Dataset excerpt
********
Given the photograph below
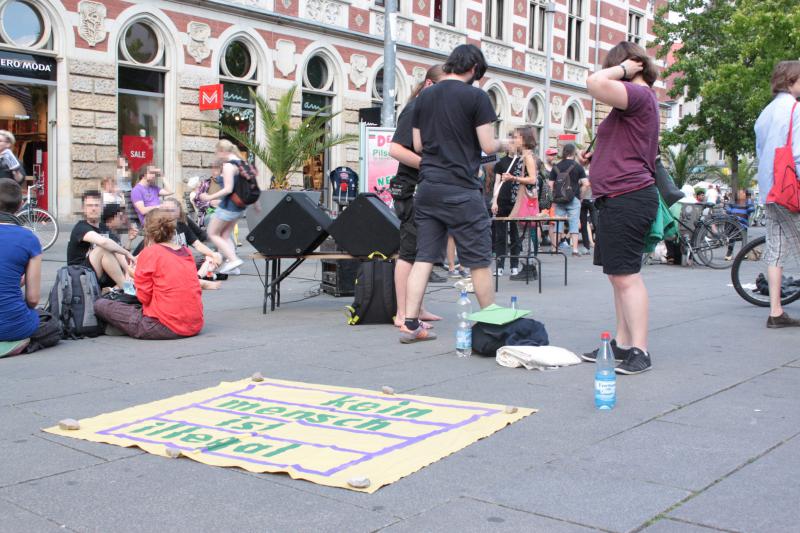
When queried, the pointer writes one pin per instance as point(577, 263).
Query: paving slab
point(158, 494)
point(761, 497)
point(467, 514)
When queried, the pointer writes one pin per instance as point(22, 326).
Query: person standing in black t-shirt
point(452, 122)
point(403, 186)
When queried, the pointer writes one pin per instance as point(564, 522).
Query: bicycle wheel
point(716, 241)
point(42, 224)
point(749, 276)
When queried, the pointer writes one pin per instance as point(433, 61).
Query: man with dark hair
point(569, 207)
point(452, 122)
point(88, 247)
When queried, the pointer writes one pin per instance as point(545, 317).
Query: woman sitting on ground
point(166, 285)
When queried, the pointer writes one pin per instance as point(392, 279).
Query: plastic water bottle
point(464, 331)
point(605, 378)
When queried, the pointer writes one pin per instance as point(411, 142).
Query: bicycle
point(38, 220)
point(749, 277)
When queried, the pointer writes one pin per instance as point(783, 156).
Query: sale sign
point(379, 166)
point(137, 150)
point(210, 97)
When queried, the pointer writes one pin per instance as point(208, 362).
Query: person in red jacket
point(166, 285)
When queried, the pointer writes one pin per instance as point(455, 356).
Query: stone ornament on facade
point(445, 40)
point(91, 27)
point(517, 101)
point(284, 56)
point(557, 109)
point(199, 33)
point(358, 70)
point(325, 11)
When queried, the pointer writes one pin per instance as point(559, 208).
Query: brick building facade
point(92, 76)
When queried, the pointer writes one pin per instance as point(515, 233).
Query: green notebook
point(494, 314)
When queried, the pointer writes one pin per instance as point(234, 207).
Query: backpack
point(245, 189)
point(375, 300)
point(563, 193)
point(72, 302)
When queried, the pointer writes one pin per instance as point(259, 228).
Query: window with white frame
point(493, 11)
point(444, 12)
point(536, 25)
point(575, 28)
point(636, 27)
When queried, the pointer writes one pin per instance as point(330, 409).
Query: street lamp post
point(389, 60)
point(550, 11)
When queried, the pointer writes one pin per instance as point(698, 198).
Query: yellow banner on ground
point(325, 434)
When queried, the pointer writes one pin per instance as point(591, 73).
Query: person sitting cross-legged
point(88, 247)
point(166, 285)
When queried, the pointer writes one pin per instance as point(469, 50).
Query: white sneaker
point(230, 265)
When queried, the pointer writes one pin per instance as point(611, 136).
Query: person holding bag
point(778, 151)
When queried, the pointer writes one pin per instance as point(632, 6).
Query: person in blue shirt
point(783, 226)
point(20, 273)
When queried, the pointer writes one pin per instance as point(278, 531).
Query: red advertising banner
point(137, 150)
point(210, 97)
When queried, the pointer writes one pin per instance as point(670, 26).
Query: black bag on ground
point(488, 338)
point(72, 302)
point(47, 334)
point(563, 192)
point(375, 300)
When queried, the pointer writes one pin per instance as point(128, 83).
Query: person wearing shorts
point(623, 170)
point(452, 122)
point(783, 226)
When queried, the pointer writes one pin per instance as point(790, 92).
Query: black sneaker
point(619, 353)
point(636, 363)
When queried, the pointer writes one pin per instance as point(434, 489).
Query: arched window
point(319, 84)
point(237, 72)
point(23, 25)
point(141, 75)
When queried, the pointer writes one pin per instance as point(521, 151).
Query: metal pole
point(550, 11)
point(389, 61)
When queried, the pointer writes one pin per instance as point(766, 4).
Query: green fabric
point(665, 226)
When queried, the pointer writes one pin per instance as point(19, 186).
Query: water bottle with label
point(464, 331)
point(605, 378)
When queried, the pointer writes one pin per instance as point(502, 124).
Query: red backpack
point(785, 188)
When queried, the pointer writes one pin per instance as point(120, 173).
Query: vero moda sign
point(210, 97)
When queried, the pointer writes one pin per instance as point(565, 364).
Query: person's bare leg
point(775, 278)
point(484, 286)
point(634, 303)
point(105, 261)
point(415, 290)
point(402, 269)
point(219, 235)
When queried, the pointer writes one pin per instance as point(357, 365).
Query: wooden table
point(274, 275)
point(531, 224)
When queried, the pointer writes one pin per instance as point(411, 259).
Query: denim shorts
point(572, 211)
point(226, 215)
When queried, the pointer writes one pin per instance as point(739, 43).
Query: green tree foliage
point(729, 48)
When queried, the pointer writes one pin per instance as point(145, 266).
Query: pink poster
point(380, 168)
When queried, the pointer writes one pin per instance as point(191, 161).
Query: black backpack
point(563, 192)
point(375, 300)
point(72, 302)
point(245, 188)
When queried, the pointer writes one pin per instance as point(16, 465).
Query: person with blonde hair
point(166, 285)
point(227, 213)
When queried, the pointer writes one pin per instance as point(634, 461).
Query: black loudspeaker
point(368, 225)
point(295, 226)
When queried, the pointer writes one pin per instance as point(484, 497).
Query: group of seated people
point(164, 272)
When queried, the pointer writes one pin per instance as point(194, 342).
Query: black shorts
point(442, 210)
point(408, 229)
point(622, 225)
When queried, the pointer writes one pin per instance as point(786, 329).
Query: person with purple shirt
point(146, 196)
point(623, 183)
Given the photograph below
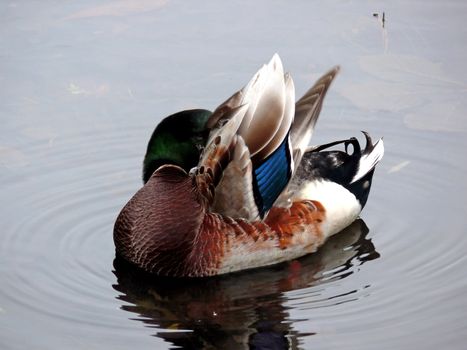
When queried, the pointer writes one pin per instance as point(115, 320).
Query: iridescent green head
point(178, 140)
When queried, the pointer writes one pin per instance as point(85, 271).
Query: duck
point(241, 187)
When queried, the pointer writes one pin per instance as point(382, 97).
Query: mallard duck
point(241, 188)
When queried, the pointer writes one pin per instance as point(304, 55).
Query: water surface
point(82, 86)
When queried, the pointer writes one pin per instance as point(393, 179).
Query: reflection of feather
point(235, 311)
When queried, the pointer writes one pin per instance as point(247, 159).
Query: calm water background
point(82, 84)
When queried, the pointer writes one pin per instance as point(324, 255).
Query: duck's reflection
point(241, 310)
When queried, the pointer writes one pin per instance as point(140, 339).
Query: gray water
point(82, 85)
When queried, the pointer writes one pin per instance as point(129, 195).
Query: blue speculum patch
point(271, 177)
********
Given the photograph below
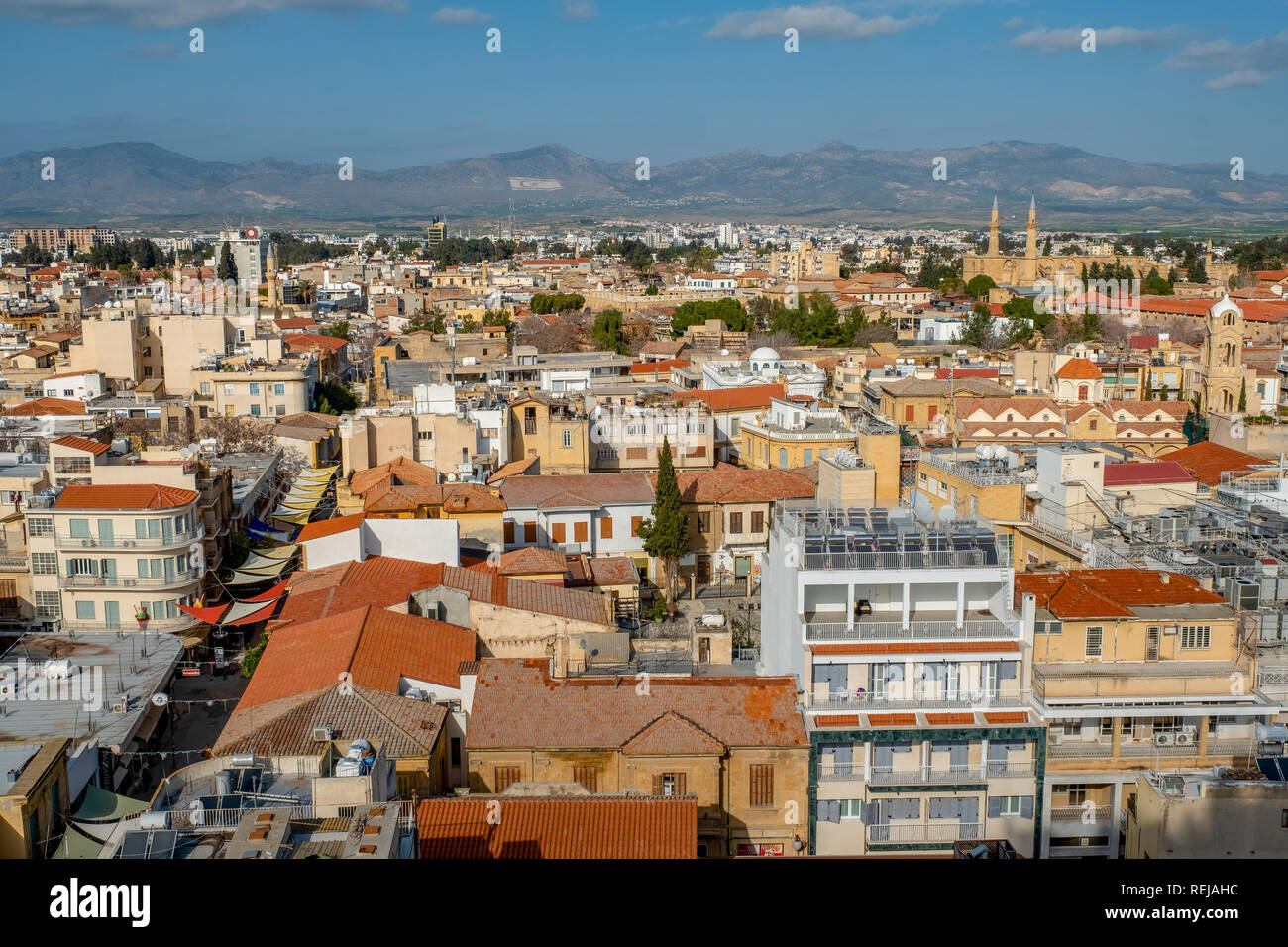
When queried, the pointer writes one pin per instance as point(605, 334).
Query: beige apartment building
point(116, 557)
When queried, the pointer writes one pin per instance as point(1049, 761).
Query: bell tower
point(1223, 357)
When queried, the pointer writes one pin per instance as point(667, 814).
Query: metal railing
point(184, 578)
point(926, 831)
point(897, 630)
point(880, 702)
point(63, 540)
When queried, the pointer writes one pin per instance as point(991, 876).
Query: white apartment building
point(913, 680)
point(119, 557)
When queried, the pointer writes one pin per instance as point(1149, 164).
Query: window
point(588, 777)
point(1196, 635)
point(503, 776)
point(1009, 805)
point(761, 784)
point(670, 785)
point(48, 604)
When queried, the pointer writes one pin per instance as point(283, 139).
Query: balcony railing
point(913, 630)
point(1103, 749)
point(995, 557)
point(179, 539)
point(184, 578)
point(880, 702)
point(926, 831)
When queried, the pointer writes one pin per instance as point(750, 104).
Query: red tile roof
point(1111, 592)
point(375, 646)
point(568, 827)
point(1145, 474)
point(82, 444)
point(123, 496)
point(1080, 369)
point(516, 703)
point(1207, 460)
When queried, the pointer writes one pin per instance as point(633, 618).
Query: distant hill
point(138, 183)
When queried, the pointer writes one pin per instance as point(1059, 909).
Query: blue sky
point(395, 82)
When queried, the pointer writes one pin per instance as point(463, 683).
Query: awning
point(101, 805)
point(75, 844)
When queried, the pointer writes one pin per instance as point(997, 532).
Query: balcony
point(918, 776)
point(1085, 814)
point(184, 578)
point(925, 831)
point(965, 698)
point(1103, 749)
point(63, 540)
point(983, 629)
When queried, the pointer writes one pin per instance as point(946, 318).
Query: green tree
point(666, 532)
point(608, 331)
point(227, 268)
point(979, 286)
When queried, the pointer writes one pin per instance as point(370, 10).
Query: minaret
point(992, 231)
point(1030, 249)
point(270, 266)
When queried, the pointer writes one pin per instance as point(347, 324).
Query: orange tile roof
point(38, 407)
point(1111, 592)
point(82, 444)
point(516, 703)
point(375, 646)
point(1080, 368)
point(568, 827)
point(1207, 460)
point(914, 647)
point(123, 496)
********
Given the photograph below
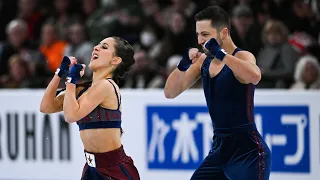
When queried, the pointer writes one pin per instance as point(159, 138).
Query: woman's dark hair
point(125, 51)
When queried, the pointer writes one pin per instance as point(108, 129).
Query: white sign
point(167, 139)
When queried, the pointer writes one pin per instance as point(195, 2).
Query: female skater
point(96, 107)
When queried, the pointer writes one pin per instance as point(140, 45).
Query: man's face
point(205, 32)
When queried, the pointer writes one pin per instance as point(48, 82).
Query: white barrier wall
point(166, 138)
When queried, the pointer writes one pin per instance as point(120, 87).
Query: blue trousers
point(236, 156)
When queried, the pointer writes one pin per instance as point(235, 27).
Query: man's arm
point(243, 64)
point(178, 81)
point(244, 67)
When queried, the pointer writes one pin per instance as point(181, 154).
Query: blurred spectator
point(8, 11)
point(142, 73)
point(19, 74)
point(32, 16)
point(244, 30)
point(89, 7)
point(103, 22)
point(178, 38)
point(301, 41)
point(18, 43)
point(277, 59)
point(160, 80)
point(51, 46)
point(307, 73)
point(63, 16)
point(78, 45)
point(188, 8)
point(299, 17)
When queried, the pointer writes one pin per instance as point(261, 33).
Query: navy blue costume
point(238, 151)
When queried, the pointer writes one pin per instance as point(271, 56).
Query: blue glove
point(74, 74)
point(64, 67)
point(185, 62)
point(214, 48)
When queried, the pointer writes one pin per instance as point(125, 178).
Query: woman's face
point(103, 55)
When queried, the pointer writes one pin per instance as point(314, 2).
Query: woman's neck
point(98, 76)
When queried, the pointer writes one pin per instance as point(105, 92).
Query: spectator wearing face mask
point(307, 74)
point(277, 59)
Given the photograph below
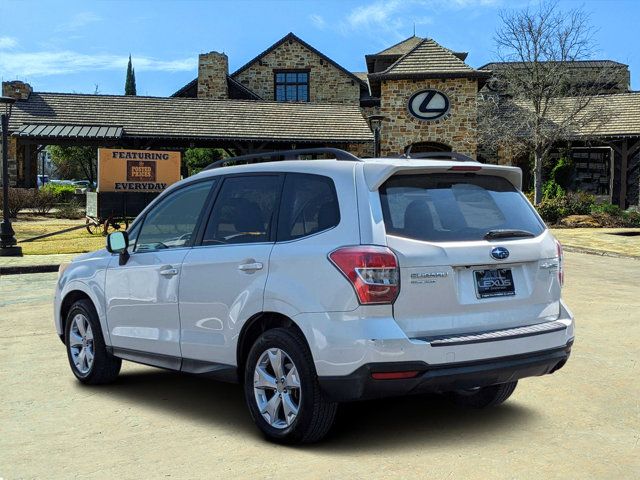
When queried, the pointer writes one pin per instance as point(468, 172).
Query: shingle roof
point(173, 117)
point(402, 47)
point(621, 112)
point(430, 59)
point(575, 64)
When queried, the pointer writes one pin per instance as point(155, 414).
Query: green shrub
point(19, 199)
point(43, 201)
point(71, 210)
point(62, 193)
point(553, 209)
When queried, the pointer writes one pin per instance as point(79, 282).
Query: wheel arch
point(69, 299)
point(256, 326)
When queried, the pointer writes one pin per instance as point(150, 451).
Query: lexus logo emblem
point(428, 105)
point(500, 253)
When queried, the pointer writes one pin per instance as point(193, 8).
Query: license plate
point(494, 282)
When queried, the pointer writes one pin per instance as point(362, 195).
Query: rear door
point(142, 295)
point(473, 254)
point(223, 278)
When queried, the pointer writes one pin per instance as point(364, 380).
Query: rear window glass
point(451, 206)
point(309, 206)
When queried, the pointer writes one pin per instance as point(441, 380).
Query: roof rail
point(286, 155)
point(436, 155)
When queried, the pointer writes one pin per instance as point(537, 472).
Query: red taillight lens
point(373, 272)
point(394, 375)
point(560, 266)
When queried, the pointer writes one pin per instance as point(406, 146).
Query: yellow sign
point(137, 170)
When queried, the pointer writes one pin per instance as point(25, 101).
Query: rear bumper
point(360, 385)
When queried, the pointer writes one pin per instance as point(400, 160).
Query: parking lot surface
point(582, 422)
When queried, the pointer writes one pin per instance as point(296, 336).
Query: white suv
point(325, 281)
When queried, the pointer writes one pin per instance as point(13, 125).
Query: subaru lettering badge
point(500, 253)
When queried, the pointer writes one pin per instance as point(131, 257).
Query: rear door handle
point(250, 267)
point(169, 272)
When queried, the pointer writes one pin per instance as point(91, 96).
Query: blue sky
********
→ **INSTRUCTIONS FOR THE TASK**:
Pick out every line in the entries above that contains the word "yellow".

→ **EXPECTED OUTPUT**:
Query: yellow banner on ground
Query: yellow sign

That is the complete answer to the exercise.